You are very welcome. I would like to say, though, as I have said to my sweetheart, something takes us all, and psp, awful though it is, is very far from the worst thing. We have time to cherish our loved ones. I know many who haven't. Be brave and well. This site is wonderful, and everything you add to it helps us all. Stay in touch, please. Ec

Amilazy profile image
Amilazy

Welcome to the site, the guilt and discomfort of moving your loved one into a home is natural, my wife has been in a nursing home for exactly a month and though I am getting into a routine it is not the same as being at home and I still feel low and guilt ridden. I do not like being told by professionals that I will get over it, but they are probably right but it is a form of grief and change that must be taken.

Best wishes Tim

easterncedar profile image
easterncedar in reply to Amilazy

Of course, you know it, Tim. The grief at losing your spouse is profound, even if it's by degrees. I don't know that one ever entirely gets over such a loss, or the loss of any loved one, however it comes. We learn to survive and the pain becomes more manageable. I think your wife is fortunate in this one great thing: being so loved by you. Hang on. Love, Easterncedar

abirke profile image
abirke in reply to Amilazy

Hi Tim

Just wanted to let you know I'm thinking about you and your wife. I too suffer from grief when I have to do something without the aid of my husband. He is sitting right next to me practically, and that''s all he does.

I find the hardest thing without him is not building the fence or talking to people on the phone or making sure this and that gets done....though my bobble head does often forget.....The hardest thing for me to do without B...are the bills....Numbers are not my forte and boy it's ever evident at these times! It's more fear than inability or even or maybe not fear but hatred thereof! Two things I really have to kick myself to do are the aforementioned bills....and eating! Now that B has a PEG tube I find myself never cooking and thus not eating.....I find myself crying more too at my loss...I don't know if it's more.....Tim I know you did the right thing...I know words don't make it any easier.......God Bless you , darlin

AVB

abirke profile image
abirke

Wow Sue , you; your dad has been living with this for a LONG time! I too am glad that you found us. This is a very good site. I take it by now, you know all the ins and outs of PSP, but if you need some extra resources, CurePSP.org is a good place to go.

Do not feel guilty keeping your dad safe, even if that means keeping him in a nursing home. I can't imagine leaving my 85 year old loved one by themselves with this disease. I don't even leave my 56 year old loved one for very long ! Do you feel like he has had PSP all during the diagnosis of his disorder? or do you feel like he had PD first and then acquired PSP 5 years ago. At any rate, welcome...this is a guilt free, safe place for Carers and patients (who also write on this site).

We're hear for you , Sue

AVB

Cast thy burden to the Lord, and he shall sustain thee: He shall never suffer the righteous (that's you Sue) to be moved. Psalm 55:22

And let us not be weary in well doing: for in due season we shall reap and faint not

Galatians 6:9

easterncedar profile image
easterncedar in reply to abirke

Hey, Mrs. Birke. I was wondering how you and your husband are doing, not having seen your name here for a while. How are you?

abirke profile image
abirke in reply to easterncedar

Hey EC! We went to Arizona to see Bruce's parents for his birthday.

The drive out there was spectacular. Went through OK, TX, NM, and finally AZ.....I love New Mexico! My cameraphone did not do justice to it's beauty! B had a good time....only broke one thing while there...hahahaha. He got to see two brothers his mom and dad and me.....It was nice....Thanks for missing me . I missed you all too!

(Referring expression data)
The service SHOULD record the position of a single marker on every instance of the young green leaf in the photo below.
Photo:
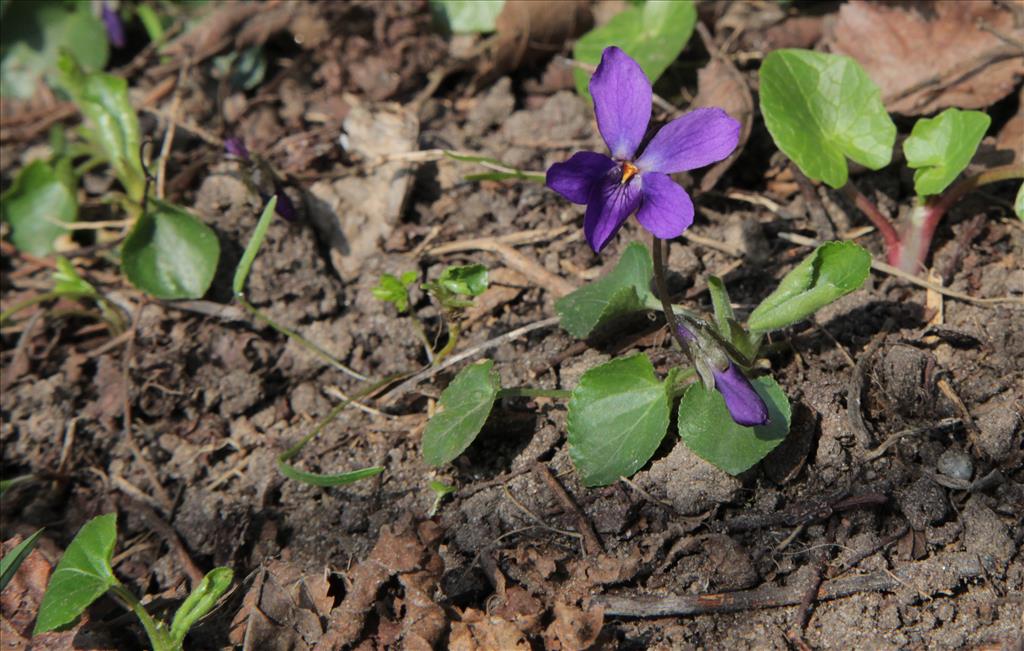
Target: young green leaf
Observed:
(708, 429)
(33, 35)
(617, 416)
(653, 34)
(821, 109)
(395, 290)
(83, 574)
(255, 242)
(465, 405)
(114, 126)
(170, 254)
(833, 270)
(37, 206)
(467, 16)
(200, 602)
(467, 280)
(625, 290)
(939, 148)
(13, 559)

---

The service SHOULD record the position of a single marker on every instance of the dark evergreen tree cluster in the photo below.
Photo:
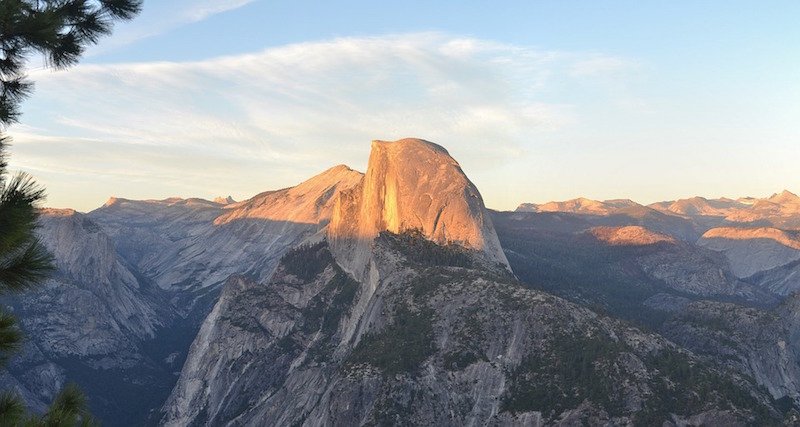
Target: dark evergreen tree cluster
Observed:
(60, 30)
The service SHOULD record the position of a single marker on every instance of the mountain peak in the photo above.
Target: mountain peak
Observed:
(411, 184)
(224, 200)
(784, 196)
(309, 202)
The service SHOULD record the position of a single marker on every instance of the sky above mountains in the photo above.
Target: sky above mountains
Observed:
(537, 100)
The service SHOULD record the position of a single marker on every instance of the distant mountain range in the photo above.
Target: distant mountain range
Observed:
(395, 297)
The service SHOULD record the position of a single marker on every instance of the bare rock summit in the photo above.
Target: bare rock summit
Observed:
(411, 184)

* * *

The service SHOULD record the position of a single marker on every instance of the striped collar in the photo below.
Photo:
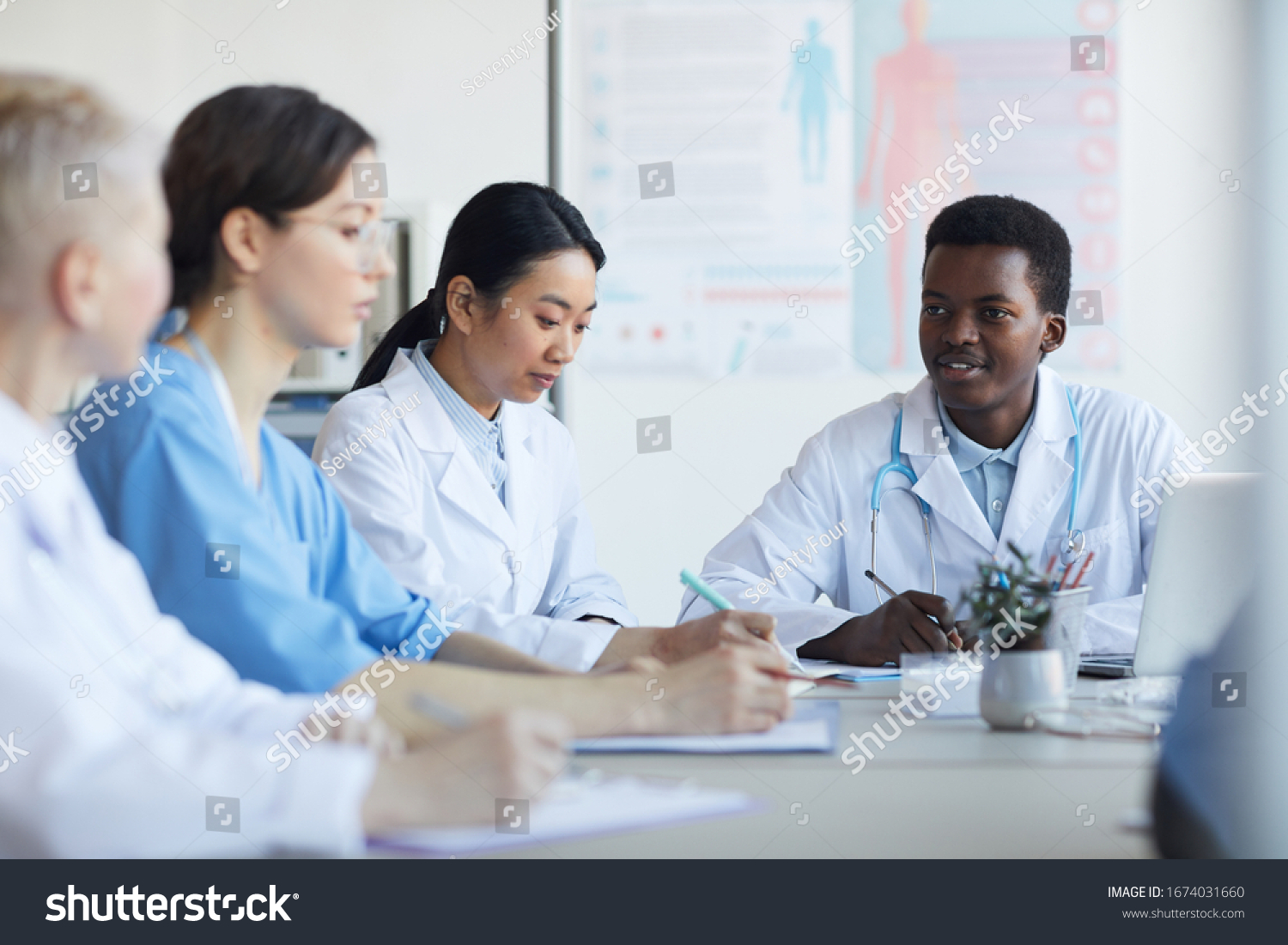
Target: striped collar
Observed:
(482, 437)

• [Your assignment]: Please decide whether each statement below agrees with the forum thread, answering yes or no and quoting the thread's deciding words. (a) Tim's wife has been in a nursing home for exactly a month. (b) For abirke, the hardest thing to do without her husband is building the fence. (c) abirke loves New Mexico.

• [Response to the exercise]:
(a) Yes: "my wife has been in a nursing home for exactly a month"
(b) No: "The hardest thing for me to do without B...are the bills"
(c) Yes: "I love New Mexico!"